Arman Melies @ Flo Sortelle

Hasardeux et heureux

Cinq ans après le flamboyant Vertigone, Arman Méliès s’est lancé le défi ambitieux de sortir trois albums, esthétiquement opposés, mais tous inspirés des États-Unis. Après Roden Crater en mai et Basquiat’s Black Kingdom en septembre, l’artiste a sorti vendredi le dernier volet de sa trilogie, Laurel Canyon.

Pour se lancer dans une telle aventure, nous imaginons naïvement que l’idée a été pensée il y a de nombreuses années avant de mûrir et d’être remodelée. En réalité, rien de tout ça. “C’est un peu par hasard qu’est née cette idée de trois disques. En fait il y avait des esthétiques qui m’intéressaient depuis longtemps mais auxquelles je n’avais pas vraiment consacré de temps. C’est en voulant instaurer des esthétiques différentes que je me suis rendu compte que c’était trop hétéroclite pour un seul disque. J’ai donc fait trois partitions différentes. Le fait de séparer les travaux m’a permis d’explorer chacun dans le détail et d’approfondir le propos.”

*Données enregistrées:*
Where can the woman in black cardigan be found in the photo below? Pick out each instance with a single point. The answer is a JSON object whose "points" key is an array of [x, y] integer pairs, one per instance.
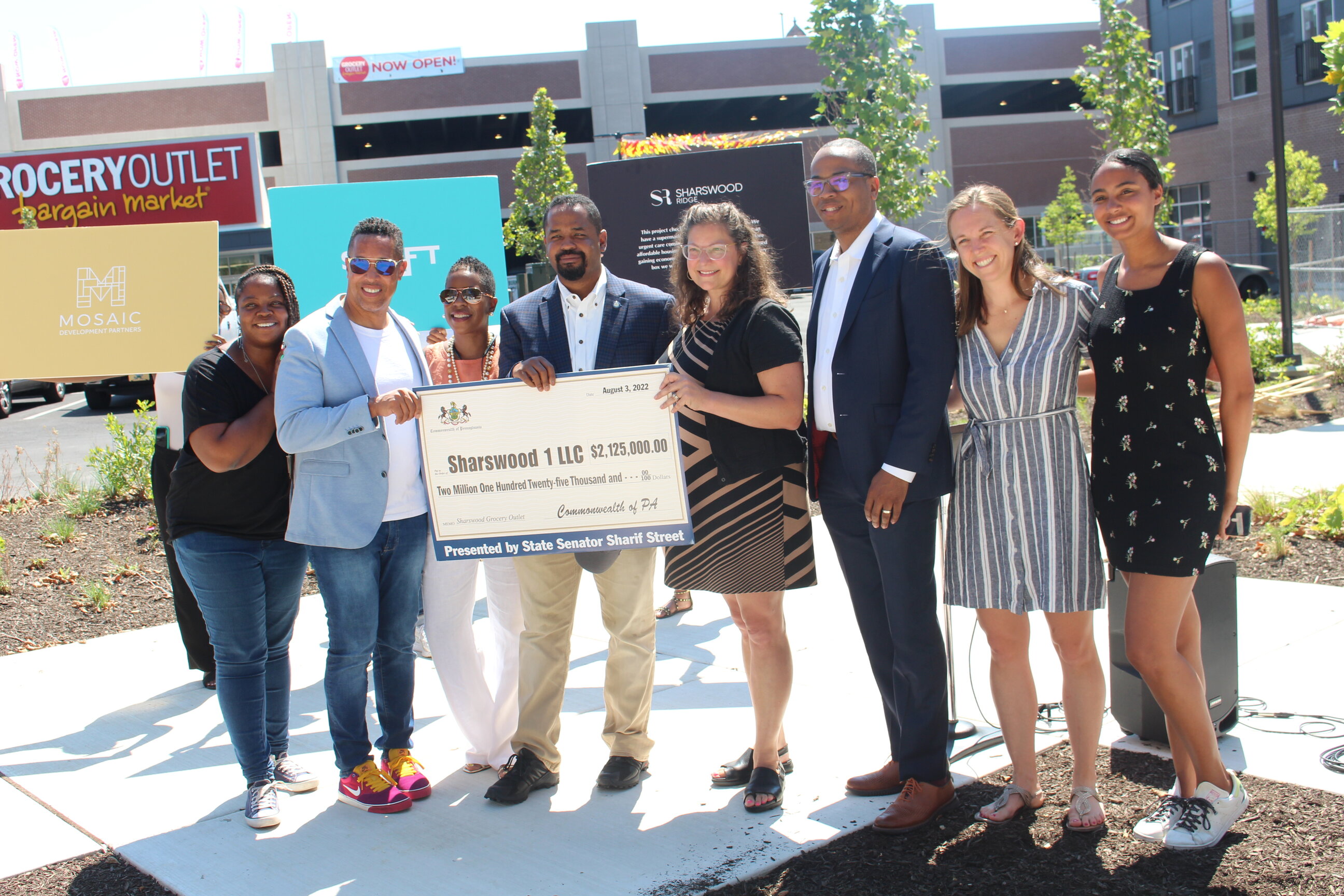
{"points": [[738, 391]]}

*Travail à faire:*
1. Veuillez reproduire à l'identique le passage de l'extrait sur Arman Méliès compris entre « Hasardeux et heureux » et « trilogie, Laurel Canyon. », ces deux bornes incluses.
2. Selon l'extrait sur Arman Méliès, quel titre porte le dernier volet de sa trilogie ?

*Réponses dans l'ordre:*
1.
Hasardeux et heureux

Cinq ans après le flamboyant Vertigone, Arman Méliès s’est lancé le défi ambitieux de sortir trois albums, esthétiquement opposés, mais tous inspirés des États-Unis. Après Roden Crater en mai et Basquiat’s Black Kingdom en septembre, l’artiste a sorti vendredi le dernier volet de sa trilogie, Laurel Canyon.

2. Laurel Canyon.